> _SOURCE EXCERPT_
NO WRITER ATTRIBUTED

The reins of power in the Harvard bureaucracy silently shifted hands this summer.

Georgene Herschbach, former director of Special Programs, became the new registrar of the Faculty of Arts and Sciences--perhaps Harvard's most overworked and undernoticed administrator.

Herschbach says her staff of 36 "well-trained and generally happy" people sifts through the reams of information required to run FAS. These records include graduate and undergraduate registration, concentration enrollment and grades.

"We will certify the accuracy of degree information that Harvard graduates give to graduate schools and employers on a resume," Herschbach notes.

The registrar also administers final examinations. "Students may not recognize this as a service, but I believe faculty members do," Herschbach says.

She adds that her office oversees dozens of studies using data on student enrollment and grades. For example, Herschbach's office is currently studying how long graduate students in various departments take to get degrees. "We are trying to track the lives of graduate students," she says.

But while Herschbach already has some ambitious projects lined up for her first year in the job, she says she will spend the immediate future on the nuts and bolts of registration.

> _TASK SET_
A. Summarize the article on Harvard's new registrar in two sentences.
B. Copy the passage of the article on Harvard's new registrar that starts with "NO WRITER ATTRIBUTED" and goes on through "concentration enrollment and grades.", renaming "registrar" as "records chief".
The items that follow have no connection to the article on Harvard's new registrar.

> _INFORMATION SUPPLIED_
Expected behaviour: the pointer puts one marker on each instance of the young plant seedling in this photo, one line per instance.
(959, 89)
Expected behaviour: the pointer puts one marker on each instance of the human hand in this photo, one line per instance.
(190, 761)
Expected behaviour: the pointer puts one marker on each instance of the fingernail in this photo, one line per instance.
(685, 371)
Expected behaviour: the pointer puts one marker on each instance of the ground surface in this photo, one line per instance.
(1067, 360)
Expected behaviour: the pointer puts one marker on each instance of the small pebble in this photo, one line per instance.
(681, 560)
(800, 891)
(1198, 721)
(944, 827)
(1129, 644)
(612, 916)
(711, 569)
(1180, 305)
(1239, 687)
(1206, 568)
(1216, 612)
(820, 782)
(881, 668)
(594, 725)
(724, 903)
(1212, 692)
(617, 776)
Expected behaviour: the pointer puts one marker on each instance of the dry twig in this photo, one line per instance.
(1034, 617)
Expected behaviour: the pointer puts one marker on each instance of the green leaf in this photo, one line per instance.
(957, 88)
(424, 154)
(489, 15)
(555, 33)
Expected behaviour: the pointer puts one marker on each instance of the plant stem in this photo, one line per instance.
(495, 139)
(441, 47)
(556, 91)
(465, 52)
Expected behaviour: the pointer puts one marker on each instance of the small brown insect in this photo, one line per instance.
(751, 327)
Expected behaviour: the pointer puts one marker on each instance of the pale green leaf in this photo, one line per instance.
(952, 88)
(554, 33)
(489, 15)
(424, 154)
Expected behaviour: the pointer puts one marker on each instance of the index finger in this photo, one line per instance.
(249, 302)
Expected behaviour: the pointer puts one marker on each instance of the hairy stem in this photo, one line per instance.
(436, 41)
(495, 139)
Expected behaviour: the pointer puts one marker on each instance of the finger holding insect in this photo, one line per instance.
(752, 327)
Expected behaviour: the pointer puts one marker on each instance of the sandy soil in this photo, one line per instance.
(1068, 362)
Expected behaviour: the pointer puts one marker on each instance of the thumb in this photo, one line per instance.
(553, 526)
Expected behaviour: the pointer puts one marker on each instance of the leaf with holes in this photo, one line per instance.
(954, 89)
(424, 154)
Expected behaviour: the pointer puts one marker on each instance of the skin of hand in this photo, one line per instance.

> _ANSWERS BY TASK_
A. This summer Georgene Herschbach, formerly director of Special Programs, became registrar of Harvard's Faculty of Arts and Sciences, where her staff of 36 handles records such as registration, concentration enrollment and grades. Her office also certifies degree information, administers final examinations and oversees studies using enrollment and grade data, but she says she will spend the immediate future on the nuts and bolts of registration.

B.
NO WRITER ATTRIBUTED

The reins of power in the Harvard bureaucracy silently shifted hands this summer.

Georgene Herschbach, former director of Special Programs, became the new records chief of the Faculty of Arts and Sciences--perhaps Harvard's most overworked and undernoticed administrator.

Herschbach says her staff of 36 "well-trained and generally happy" people sifts through the reams of information required to run FAS. These records include graduate and undergraduate registration, concentration enrollment and grades.